> **Reading passage**

"The Al Qaida of the 9/11 period is under catastrophic stress," State
Department counter-terrorism coordinator Cofer Black said. "They are being
hunted down, their days are numbered."
Black's assertion, made in an interview with the London-based British
Broadcasting Corp. on Thursday, is based on U.S. intelligence community estimates that about
70 percent of Al Qaida has been neutralized, officials said.
Saudi officials agreed with the U.S. assessment and said the kingdom has
made significant gains against Al Qaida, Middle East Newsline reported. They said Al Qaida leaders have
been arrested and training camps have been discovered.
U.S. officials said Al Qaida has been rapidly losing its attack
capabilities and was relying increasingly on smaller Islamic groups based in
Southeast Asia and North Africa. The officials said thousands of Al Qaida
operatives have been captured, killed or neutralized, with cells eliminated
even in such strongholds as Kuwait and Yemen.
The intelligence community assessed that Al Qaida was at the height of its strength in mid-2001 with thousands of
recruits trained in Afghanistan and other sent abroad as agents and
sleepers.
The intelligence assessment was presented to the Bush administration and
reported by President George Bush during his State of the Union address on
Tuesday. The assessment regards Al Qaida as becoming steadily weaker, with
difficulties in raising funds and sustaining insurgency cells.
[In Hamburg, a German court was told that authorities have a witness who
claims that Osama Bin Laden met Iranian supreme leader Ali Khamenei and
senior Iranian officials on May 4, 2001. The meeting took place in an air force base to plan the
suicide attacks in the United States in September 2001. The witness was
identified as an Iranian defector, known by his cover name Hamid Reza
Zakeri, who had been an agent for Iranian intelligence until mid-2001.]
Officials said Al Qaida would continue as a much weaker organization and
would focus largely on Saudi Arabia, the Horn of Africa while seeking to
consolidate under the protection of Iran. They envision attacks being
financed rather than carried out by Bin Laden.
The loss of veteran insurgency operatives has reduced the lethality of
operations, officials said. Another factor has been the lack of success by
Al Qaida to establish and sustain cells in many Western countries.

> **Problems to solve**
(A) Could you print the stretch of the Al Qaida article from "Saudi officials agreed" through "Kuwait and Yemen.", word for word?
(B) What comes next in the Al Qaida article? Continue it from its last sentence.

> **Dataset content**
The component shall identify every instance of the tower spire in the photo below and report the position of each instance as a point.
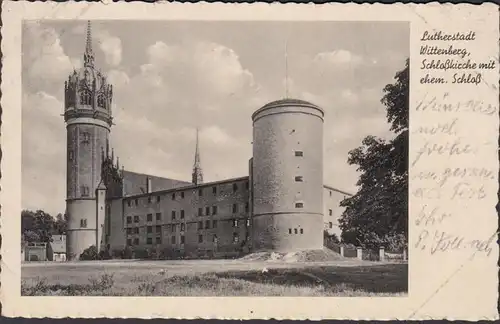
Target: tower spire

> **Answers by item number**
(A)
Saudi officials agreed with the U.S. assessment and said the kingdom has
made significant gains against Al Qaida, Middle East Newsline reported. They said Al Qaida leaders have
been arrested and training camps have been discovered.
U.S. officials said Al Qaida has been rapidly losing its attack
capabilities and was relying increasingly on smaller Islamic groups based in
Southeast Asia and North Africa. The officials said thousands of Al Qaida
operatives have been captured, killed or neutralized, with cells eliminated
even in such strongholds as Kuwait and Yemen.

(B)
"The next group of concern would be a generation younger," Black said.
"They're influenced by what they see on TV; they are influenced by
misrepresentation of the facts. They seem to be long on radicalism and
comparatively short on training."
"We have arrested over 600 terror suspects; many of the top Al Qaida
leaders in the kingdom have been killed or captured," Adel Al Jubeir,
foreign policy adviser to Saudi Crown Prince Abdullah Bin Abdul Aziz, said.
"And
scores of cells and training camps have been uncovered and destroyed before
they could do any harm to the innocent."
On Thursday, the United States and Saudi Arabia requested that the
United Nations freeze the assets of four branches of an official Saudi
charity accused of financially supporting Al Qaida. The U.S.-Saudi demand
concerned the freezing of assets of the Riyad-based Al Haramain Islamic
Foundation in such countries as Indonesia, Kenya, Pakistan and Tanzania.
"These branches have provided financial, material and logistical support
to the Al Qaida network and other terrorist organization," the U.S.
Treasury Department said.
Al Haramain is a charity sponsored by the Saudi government. Saudi
Islamic Affairs Minister Salah Ibn Abdul Aziz Al Sheik oversees the charity.
"Al Haramain stated it closed branches in Indonesia, Kenya, Tanzania and
Pakistan, but continued monitoring by the United States and Saudi Arabia
indicates that these offices and or former officials associated with these
branches are either continuing to operate or have other plans to avoid these
measures," the Treasury Department said.